Give the lines again exactly, from the one holding "For every instance of the tree" to the last line of the listing below, both ends included and nothing added.

(begin)

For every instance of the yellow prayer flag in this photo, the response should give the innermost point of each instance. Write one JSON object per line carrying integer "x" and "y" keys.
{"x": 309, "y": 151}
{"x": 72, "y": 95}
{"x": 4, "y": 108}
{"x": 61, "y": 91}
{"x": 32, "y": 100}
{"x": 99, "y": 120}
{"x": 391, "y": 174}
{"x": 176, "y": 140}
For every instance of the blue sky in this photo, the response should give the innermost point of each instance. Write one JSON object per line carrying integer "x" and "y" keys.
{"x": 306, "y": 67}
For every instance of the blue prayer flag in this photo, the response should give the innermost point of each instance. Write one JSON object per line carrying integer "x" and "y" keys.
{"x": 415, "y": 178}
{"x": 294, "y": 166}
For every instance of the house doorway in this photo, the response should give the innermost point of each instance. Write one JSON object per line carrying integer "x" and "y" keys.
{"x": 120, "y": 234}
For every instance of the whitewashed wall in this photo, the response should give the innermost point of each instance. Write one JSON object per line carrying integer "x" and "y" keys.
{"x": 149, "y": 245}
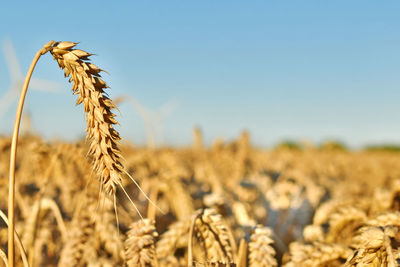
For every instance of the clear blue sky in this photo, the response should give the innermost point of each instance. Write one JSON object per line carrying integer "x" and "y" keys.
{"x": 281, "y": 69}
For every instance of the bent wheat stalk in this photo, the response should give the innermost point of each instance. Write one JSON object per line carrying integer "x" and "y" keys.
{"x": 103, "y": 138}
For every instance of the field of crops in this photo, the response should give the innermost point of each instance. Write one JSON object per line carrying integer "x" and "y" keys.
{"x": 227, "y": 205}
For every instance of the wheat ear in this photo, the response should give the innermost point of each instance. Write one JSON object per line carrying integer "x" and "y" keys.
{"x": 104, "y": 140}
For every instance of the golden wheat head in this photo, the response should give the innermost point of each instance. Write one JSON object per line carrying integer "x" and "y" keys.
{"x": 103, "y": 138}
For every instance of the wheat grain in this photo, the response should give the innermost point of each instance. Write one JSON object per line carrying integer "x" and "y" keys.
{"x": 103, "y": 138}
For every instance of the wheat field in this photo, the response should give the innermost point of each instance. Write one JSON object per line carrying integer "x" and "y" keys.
{"x": 230, "y": 204}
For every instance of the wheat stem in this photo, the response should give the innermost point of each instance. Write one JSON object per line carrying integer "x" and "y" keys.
{"x": 11, "y": 184}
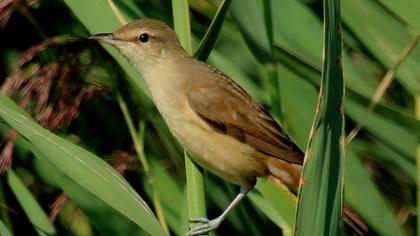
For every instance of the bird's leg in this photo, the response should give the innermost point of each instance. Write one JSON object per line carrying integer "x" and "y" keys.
{"x": 210, "y": 225}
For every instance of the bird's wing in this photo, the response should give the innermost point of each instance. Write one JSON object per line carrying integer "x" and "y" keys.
{"x": 228, "y": 109}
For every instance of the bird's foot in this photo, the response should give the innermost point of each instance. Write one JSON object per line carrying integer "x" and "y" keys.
{"x": 208, "y": 226}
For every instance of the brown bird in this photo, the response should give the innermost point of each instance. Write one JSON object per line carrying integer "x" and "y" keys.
{"x": 214, "y": 119}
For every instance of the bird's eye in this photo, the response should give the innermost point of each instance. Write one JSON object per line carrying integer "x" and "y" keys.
{"x": 144, "y": 38}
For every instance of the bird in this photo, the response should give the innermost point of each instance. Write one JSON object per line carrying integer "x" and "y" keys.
{"x": 213, "y": 118}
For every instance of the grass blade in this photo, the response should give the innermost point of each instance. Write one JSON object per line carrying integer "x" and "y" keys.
{"x": 83, "y": 167}
{"x": 33, "y": 210}
{"x": 207, "y": 43}
{"x": 321, "y": 189}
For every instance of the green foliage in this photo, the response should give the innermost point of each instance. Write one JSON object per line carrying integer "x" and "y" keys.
{"x": 321, "y": 187}
{"x": 273, "y": 49}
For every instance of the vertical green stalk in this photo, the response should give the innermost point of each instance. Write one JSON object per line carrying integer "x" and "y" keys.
{"x": 417, "y": 110}
{"x": 4, "y": 212}
{"x": 138, "y": 141}
{"x": 195, "y": 181}
{"x": 320, "y": 203}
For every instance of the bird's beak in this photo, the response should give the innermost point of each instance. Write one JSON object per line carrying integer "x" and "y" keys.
{"x": 105, "y": 38}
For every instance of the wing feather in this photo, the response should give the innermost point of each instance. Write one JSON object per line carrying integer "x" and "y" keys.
{"x": 228, "y": 109}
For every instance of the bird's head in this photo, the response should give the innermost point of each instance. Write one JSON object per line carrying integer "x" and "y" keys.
{"x": 143, "y": 42}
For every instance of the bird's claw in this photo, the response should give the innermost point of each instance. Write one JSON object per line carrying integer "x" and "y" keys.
{"x": 203, "y": 220}
{"x": 203, "y": 229}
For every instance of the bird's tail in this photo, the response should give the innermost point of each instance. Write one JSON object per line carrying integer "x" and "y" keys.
{"x": 287, "y": 176}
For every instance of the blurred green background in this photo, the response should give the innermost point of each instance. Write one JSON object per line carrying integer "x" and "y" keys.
{"x": 89, "y": 96}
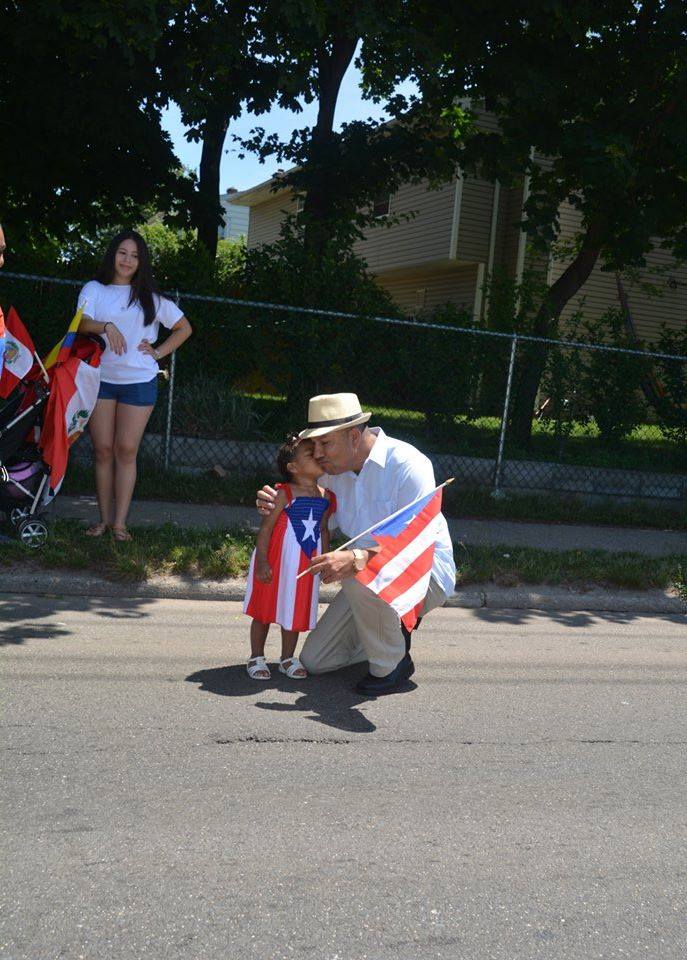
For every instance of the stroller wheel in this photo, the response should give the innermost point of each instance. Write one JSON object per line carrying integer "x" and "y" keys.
{"x": 19, "y": 514}
{"x": 33, "y": 533}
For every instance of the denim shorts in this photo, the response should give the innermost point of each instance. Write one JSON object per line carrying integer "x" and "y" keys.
{"x": 135, "y": 394}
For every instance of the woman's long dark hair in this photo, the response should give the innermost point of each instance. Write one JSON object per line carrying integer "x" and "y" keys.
{"x": 143, "y": 286}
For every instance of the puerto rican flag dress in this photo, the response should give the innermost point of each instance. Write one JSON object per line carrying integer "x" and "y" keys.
{"x": 296, "y": 537}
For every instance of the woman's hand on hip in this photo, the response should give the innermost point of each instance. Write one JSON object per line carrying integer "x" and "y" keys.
{"x": 115, "y": 339}
{"x": 145, "y": 346}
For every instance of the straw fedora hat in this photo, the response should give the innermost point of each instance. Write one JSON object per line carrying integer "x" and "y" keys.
{"x": 333, "y": 411}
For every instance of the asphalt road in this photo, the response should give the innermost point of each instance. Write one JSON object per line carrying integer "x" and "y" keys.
{"x": 526, "y": 800}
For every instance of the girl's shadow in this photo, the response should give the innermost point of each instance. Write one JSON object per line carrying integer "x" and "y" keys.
{"x": 328, "y": 697}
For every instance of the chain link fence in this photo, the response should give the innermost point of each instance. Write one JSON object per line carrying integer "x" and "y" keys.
{"x": 609, "y": 422}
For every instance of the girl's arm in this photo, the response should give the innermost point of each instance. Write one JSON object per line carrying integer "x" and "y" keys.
{"x": 107, "y": 329}
{"x": 180, "y": 332}
{"x": 262, "y": 543}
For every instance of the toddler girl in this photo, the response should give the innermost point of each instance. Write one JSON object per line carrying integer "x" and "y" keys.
{"x": 294, "y": 531}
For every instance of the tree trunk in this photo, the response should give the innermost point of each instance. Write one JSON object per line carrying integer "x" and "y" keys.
{"x": 318, "y": 206}
{"x": 207, "y": 210}
{"x": 531, "y": 360}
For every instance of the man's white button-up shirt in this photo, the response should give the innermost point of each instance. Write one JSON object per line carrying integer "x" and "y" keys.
{"x": 394, "y": 474}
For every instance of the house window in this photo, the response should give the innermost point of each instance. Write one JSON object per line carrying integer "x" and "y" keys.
{"x": 381, "y": 205}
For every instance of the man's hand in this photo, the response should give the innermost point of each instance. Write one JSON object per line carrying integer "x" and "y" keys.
{"x": 266, "y": 500}
{"x": 334, "y": 566}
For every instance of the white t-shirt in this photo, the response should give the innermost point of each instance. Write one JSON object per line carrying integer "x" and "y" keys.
{"x": 103, "y": 302}
{"x": 394, "y": 474}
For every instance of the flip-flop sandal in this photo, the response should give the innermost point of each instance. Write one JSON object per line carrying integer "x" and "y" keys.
{"x": 97, "y": 529}
{"x": 292, "y": 671}
{"x": 257, "y": 666}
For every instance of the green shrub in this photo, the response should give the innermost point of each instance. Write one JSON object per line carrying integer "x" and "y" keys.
{"x": 208, "y": 407}
{"x": 672, "y": 385}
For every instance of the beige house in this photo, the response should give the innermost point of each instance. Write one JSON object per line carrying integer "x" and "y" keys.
{"x": 459, "y": 234}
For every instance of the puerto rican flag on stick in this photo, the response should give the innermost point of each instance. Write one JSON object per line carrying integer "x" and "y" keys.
{"x": 399, "y": 574}
{"x": 19, "y": 354}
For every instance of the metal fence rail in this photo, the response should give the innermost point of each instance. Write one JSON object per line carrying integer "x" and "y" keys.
{"x": 244, "y": 378}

(end)

#### SOLUTION TO THIS PROBLEM:
For every instance of the tree trunk in this photo, the response should give the innermost point of each instance. Write one JSON object per line carrying integer "x" and "y" keys.
{"x": 318, "y": 206}
{"x": 207, "y": 210}
{"x": 531, "y": 360}
For every instance of the man's white button-up shirt in this photo, the response should give the innermost point of each instance. Write one JSON object per line carrying integer "x" and "y" keys.
{"x": 394, "y": 474}
For every instance of the house window in this photo, the response should give the innermost point of each instance. Write one JSON object per line carrying integer "x" and "y" keys.
{"x": 381, "y": 205}
For every instance of the man's hand in this photo, the response should give the innermost point of each instance. Write one JSON object per line carrying integer "x" and "y" keys.
{"x": 266, "y": 500}
{"x": 334, "y": 566}
For every instance of the white t-shirt in this photo, the response should give the innermost point of each instance. Write one JSON object per line carrying integer "x" and "y" keys.
{"x": 103, "y": 302}
{"x": 394, "y": 474}
For every instance of the flip-flop sandal in this photo, the response should give the innermost point of each instance. Write one JSON object per line carrying integer "x" and "y" keys.
{"x": 97, "y": 529}
{"x": 292, "y": 671}
{"x": 257, "y": 666}
For every instance of the green shrub in this photo, the response should give the innermost point of each instance. Write one JSON object per line carrying integer "x" and "y" keys.
{"x": 208, "y": 407}
{"x": 672, "y": 385}
For every instance of the beige house in this photo, the response should give the innermost point of each instance. Write one JSON object per line carrying integer "x" and "y" keys.
{"x": 459, "y": 234}
For every instance of the puerto rican flag on stick in this photo, the response should give the innermost point of each instance. Write one JSON object per line carrying integer "x" and "y" keys.
{"x": 399, "y": 574}
{"x": 19, "y": 354}
For every instance of the metal fence rail in this photo, the response should give the innermost point of each instance. Write one JSON object per line carrying integer "x" and "y" keys.
{"x": 244, "y": 378}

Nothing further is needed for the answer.